Source document:
# Insulation around brick fireplace



## Windows on Wash (Aug 30, 2011)

I would use mineral wool. Is this in an attic? If so, build a sheet metal enclosure to accommodate the depth of the new insulation and seal with intumescent caulking.


----------



## seephor (Mar 9, 2014)

Windows on Wash said:


> I would use mineral wool. Is this in an attic? If so, build a sheet metal enclosure to accommodate the depth of the new insulation and seal with intumescent caulking.


Yes, the fireplace runs from the crawl space to the attic and out the roof. I plan to sheet metal around it from the crawl space to contain the insulation and fill the groove to the attic. I had some rodent intrusion in the past and they used this space to gain access to the attic and destroy drywall and other stuff which is another reason for filling this space besides the thermals.


----------



## Bud9051 (Nov 11, 2015)

Usually, there is a 2" required gap that cannot be filled. It can be bridged with sheet metal and sealed in place using a fire rated caulk. Then the dam 2" away to hold back the insulation. The 2" is often ignored or may be otherwise based upon local codes, but it is a good practice.

Bud


----------



## Windows on Wash (Aug 30, 2011)

Is the crawl conditioned?


----------



## seephor (Mar 9, 2014)

Windows on Wash said:


> Is the crawl conditioned?


Not exactly sure what a conditioned crawl space is but there only exists air vents around the house that allow air circulation. Other than that, it's not connected to my heating/ac unit.


----------



## Windows on Wash (Aug 30, 2011)

Got some pictures? I wouldn't put a fibrous insulation against the chimney given that it isn't really needed. Put the sheet metal on it and seal it with fireproof caulking. You can back the sheet metal with caulking if you really want to, but its not necessary.


----------



## seephor (Mar 9, 2014)

Windows on Wash said:


> Got some pictures? I wouldn't put a fibrous insulation against the chimney given that it isn't really needed. Put the sheet metal on it and seal it with fireproof caulking. You can back the sheet metal with caulking if you really want to, but its not necessary.


I don't have any pictures but essentially if I lay on my back in the crawl space and look up from the base of the brick chimney, I see a 3" gap between the brick and wall studs and can see straight to the attic space. the back of the chimney runs through my master bedroom so insulating it will help since it will stop the cold air from the crawl space and attic from coming through the wall section. Cellulose is non flammable so why would it be an issue having it against the brick? I have a couple bags of the stuff sitting in my garage so I just need to pump it in from the attic


----------



## Windows on Wash (Aug 30, 2011)

No need to insulate it. It just needs to be sealed on both sides. Stop the air leakage is all you need to do.


----------



## Bud9051 (Nov 11, 2015)

Placing insulation against a chimney can cause heat to build up in those areas. The gap is there to meet fire codes. Air sealing both top and bottom with the flashing should make an improvement. If the wall in the bedroom is still cold then we would need to see/hear a description of what is there, stud wall or just drywall?

Bud


----------

Data entries:
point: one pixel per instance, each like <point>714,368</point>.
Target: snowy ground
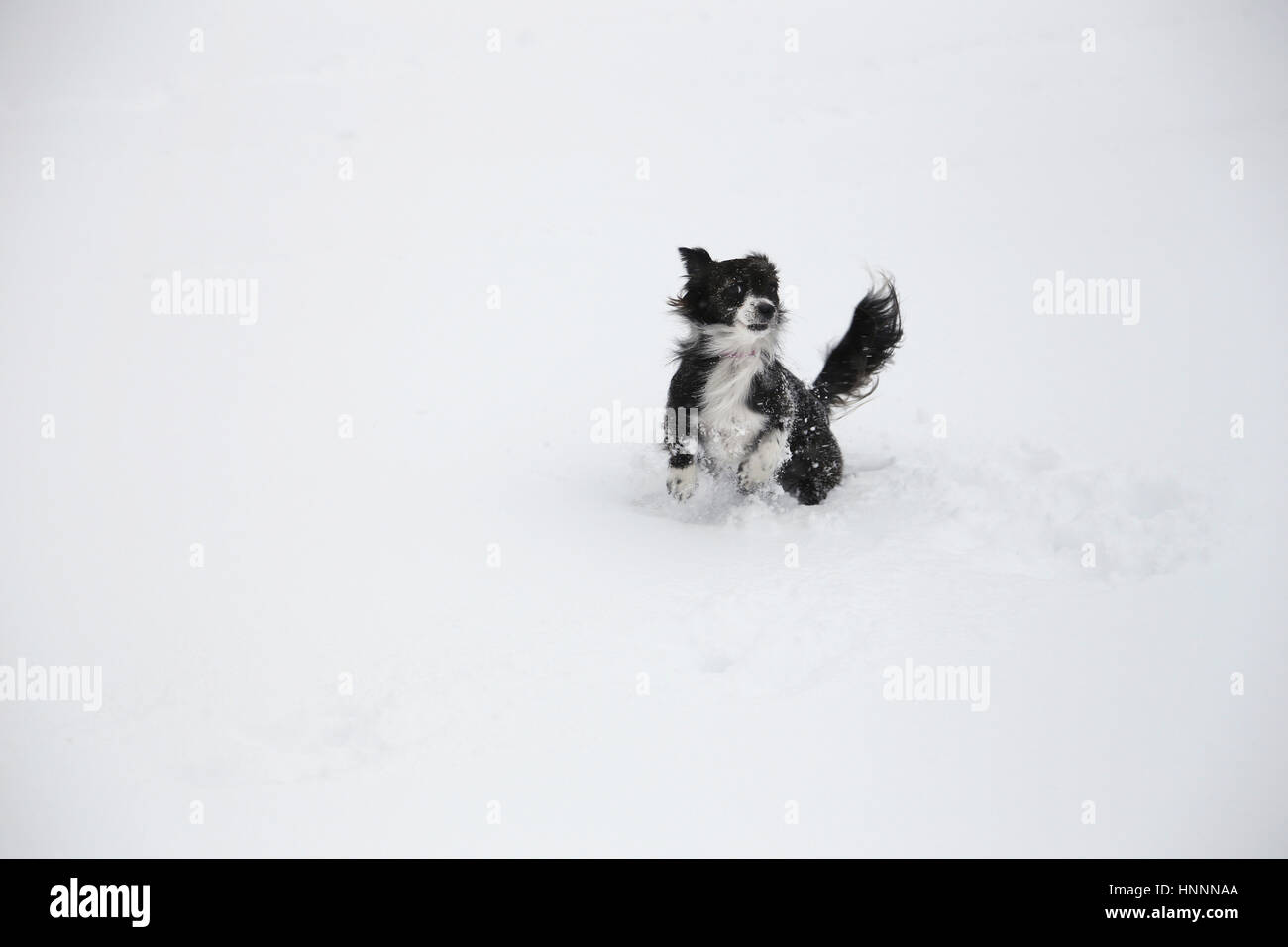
<point>498,709</point>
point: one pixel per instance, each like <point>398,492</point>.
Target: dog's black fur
<point>751,412</point>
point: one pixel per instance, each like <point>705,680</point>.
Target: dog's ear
<point>696,260</point>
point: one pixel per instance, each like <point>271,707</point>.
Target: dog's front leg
<point>682,445</point>
<point>768,454</point>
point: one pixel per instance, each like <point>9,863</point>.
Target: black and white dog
<point>751,414</point>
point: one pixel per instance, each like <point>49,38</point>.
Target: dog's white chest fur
<point>729,427</point>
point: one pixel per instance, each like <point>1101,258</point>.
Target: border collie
<point>751,414</point>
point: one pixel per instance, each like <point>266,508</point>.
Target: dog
<point>733,401</point>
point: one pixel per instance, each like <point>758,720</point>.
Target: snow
<point>496,709</point>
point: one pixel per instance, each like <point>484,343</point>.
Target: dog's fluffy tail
<point>850,368</point>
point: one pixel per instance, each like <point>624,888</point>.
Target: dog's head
<point>734,298</point>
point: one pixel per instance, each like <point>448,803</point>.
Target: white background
<point>472,427</point>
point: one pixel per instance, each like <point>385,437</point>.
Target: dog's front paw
<point>682,480</point>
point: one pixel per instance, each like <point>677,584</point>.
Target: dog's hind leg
<point>814,467</point>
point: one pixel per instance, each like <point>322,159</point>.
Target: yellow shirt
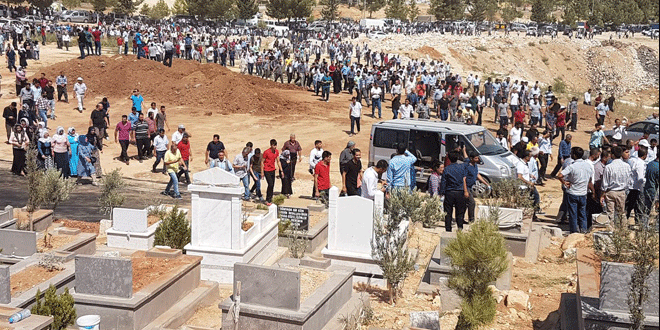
<point>176,157</point>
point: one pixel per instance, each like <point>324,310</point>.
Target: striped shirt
<point>616,176</point>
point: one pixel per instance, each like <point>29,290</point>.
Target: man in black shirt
<point>50,96</point>
<point>10,114</point>
<point>352,174</point>
<point>140,133</point>
<point>212,150</point>
<point>97,119</point>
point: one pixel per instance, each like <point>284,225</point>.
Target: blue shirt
<point>564,149</point>
<point>399,170</point>
<point>472,171</point>
<point>452,178</point>
<point>137,102</point>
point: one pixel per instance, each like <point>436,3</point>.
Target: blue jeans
<point>43,116</point>
<point>256,187</point>
<point>375,103</point>
<point>82,50</point>
<point>174,181</point>
<point>577,213</point>
<point>246,184</point>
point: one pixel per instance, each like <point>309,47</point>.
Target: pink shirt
<point>124,130</point>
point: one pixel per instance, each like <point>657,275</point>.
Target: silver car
<point>430,140</point>
<point>635,131</point>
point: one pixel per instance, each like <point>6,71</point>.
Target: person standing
<point>10,114</point>
<point>212,150</point>
<point>471,177</point>
<point>61,83</point>
<point>122,135</point>
<point>160,147</point>
<point>79,88</point>
<point>634,199</point>
<point>241,171</point>
<point>140,132</point>
<point>172,160</point>
<point>295,153</point>
<point>400,169</point>
<point>322,176</point>
<point>355,113</point>
<point>577,179</point>
<point>616,181</point>
<point>270,157</point>
<point>352,174</point>
<point>453,187</point>
<point>564,153</point>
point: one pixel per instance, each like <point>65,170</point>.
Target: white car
<point>377,35</point>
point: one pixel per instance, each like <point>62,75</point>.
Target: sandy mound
<point>187,83</point>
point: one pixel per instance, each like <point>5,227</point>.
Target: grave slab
<point>18,243</point>
<point>268,286</point>
<point>104,276</point>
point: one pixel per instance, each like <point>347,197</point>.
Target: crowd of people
<point>530,119</point>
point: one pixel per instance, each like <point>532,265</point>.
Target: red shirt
<point>323,179</point>
<point>184,148</point>
<point>97,35</point>
<point>270,157</point>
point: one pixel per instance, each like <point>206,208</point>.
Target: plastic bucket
<point>89,322</point>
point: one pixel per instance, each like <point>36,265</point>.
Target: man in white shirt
<point>405,110</point>
<point>371,177</point>
<point>79,88</point>
<point>638,167</point>
<point>577,178</point>
<point>355,112</point>
<point>587,97</point>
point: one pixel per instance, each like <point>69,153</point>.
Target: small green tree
<point>112,187</point>
<point>478,258</point>
<point>174,230</point>
<point>60,307</point>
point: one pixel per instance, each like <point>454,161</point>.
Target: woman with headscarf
<point>19,141</point>
<point>86,159</point>
<point>94,139</point>
<point>73,142</point>
<point>285,160</point>
<point>61,151</point>
<point>45,150</point>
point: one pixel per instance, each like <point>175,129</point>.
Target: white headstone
<point>129,220</point>
<point>354,225</point>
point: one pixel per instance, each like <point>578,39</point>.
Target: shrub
<point>173,230</point>
<point>478,258</point>
<point>559,86</point>
<point>112,185</point>
<point>60,307</point>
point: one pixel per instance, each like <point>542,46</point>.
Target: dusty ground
<point>312,119</point>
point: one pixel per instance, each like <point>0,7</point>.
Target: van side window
<point>389,138</point>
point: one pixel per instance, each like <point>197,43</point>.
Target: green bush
<point>60,307</point>
<point>173,230</point>
<point>478,258</point>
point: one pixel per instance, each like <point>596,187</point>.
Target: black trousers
<point>142,145</point>
<point>124,148</point>
<point>270,180</point>
<point>454,200</point>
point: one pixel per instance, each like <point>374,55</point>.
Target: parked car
<point>635,131</point>
<point>76,16</point>
<point>430,140</point>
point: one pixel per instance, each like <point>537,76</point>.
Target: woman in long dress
<point>73,161</point>
<point>61,151</point>
<point>86,160</point>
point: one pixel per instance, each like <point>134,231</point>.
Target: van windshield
<point>485,143</point>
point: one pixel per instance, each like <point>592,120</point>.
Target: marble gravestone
<point>217,234</point>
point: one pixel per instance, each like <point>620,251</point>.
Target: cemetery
<point>240,263</point>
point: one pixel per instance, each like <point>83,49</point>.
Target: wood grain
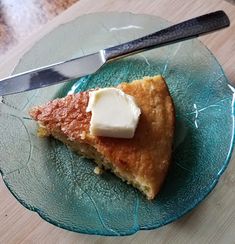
<point>18,18</point>
<point>213,221</point>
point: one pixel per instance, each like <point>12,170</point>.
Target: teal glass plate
<point>46,177</point>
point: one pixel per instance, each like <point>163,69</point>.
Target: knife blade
<point>82,66</point>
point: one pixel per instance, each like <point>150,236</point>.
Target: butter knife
<point>82,66</point>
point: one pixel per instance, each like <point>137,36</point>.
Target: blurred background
<point>19,18</point>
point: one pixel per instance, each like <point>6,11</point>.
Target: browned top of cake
<point>146,156</point>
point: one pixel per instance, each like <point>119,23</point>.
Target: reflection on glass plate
<point>45,176</point>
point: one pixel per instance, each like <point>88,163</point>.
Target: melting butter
<point>114,113</point>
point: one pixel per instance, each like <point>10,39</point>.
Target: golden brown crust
<point>146,157</point>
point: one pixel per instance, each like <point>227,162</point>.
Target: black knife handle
<point>185,30</point>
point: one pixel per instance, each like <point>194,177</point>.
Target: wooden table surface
<point>213,221</point>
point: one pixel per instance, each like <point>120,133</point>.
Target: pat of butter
<point>114,113</point>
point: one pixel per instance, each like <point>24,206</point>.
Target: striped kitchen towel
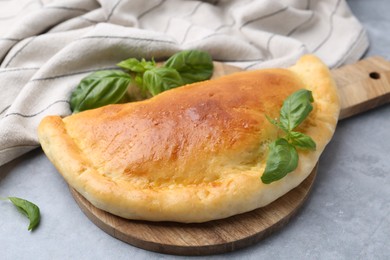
<point>47,46</point>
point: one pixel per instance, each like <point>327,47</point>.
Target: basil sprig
<point>283,156</point>
<point>27,208</point>
<point>98,89</point>
<point>111,86</point>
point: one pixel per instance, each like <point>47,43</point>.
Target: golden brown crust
<point>191,154</point>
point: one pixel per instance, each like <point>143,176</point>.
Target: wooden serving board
<point>362,86</point>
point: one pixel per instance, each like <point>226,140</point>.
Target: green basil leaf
<point>161,79</point>
<point>282,159</point>
<point>28,209</point>
<point>192,65</point>
<point>137,66</point>
<point>301,141</point>
<point>295,109</point>
<point>99,89</point>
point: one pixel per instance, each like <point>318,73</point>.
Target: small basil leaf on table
<point>99,89</point>
<point>301,141</point>
<point>282,159</point>
<point>161,79</point>
<point>28,209</point>
<point>192,65</point>
<point>134,65</point>
<point>295,109</point>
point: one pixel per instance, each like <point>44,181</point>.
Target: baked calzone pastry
<point>194,153</point>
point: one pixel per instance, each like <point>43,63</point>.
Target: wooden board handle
<point>363,85</point>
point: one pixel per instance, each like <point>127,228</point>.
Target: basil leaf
<point>137,66</point>
<point>161,79</point>
<point>282,159</point>
<point>28,209</point>
<point>295,109</point>
<point>192,65</point>
<point>99,89</point>
<point>301,141</point>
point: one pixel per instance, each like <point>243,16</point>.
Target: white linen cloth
<point>47,47</point>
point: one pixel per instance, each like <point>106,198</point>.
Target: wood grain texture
<point>362,86</point>
<point>213,237</point>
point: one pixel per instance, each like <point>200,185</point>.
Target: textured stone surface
<point>346,217</point>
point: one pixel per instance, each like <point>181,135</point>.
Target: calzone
<point>192,154</point>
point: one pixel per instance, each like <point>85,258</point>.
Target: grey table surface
<point>347,215</point>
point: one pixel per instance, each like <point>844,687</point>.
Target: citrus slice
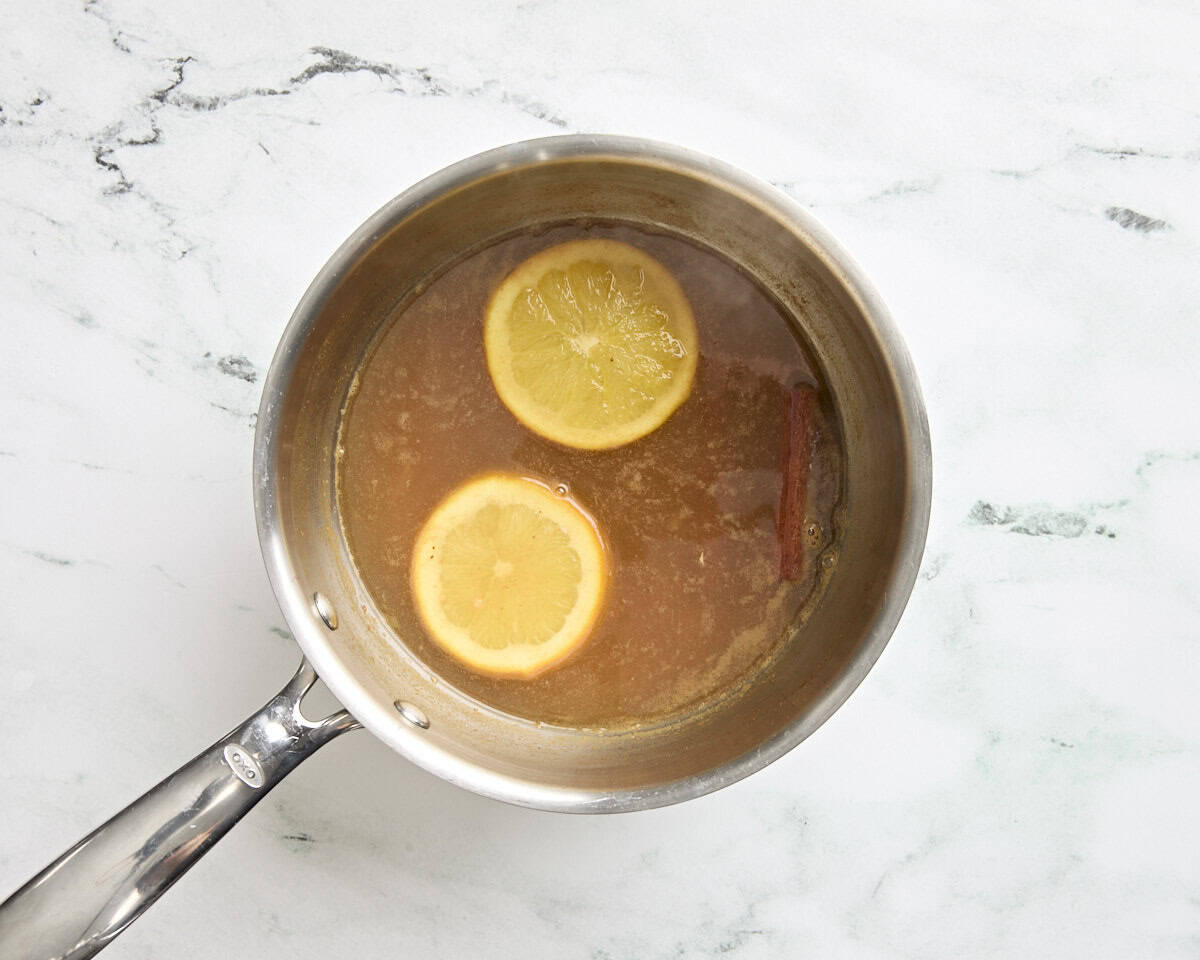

Directions:
1. Decide whether each statement agrees with the fireplace insulation thread, answering yes or no and quoting the deciding words.
(a) The crawl space is tied into the heating and air conditioning unit.
(b) From the crawl space, a gap is visible between the brick and the wall studs.
(c) Bud9051 states that the gap around the chimney exists to meet fire codes.
2. Answer these questions from the fireplace insulation thread.
(a) What insulation did Windows on Wash first recommend?
(b) Which room does the back of the chimney run through?
(c) Where are seephor's bags of cellulose stored?
3. According to the fireplace insulation thread, why does Bud9051 advise against placing insulation against the chimney?
The items above are separate material from the fireplace insulation thread.

Task-by-task results:
1.
(a) No. "it's not connected to my heating/ac unit."
(b) Yes. "I see a 3" gap between the brick and wall studs"
(c) Yes. "The gap is there to meet fire codes."

2.
(a) Mineral wool.
(b) The master bedroom.
(c) In the garage.

3. Bud9051 says that insulation placed against a chimney can cause heat to build up in those areas. He also says the gap exists to meet fire codes.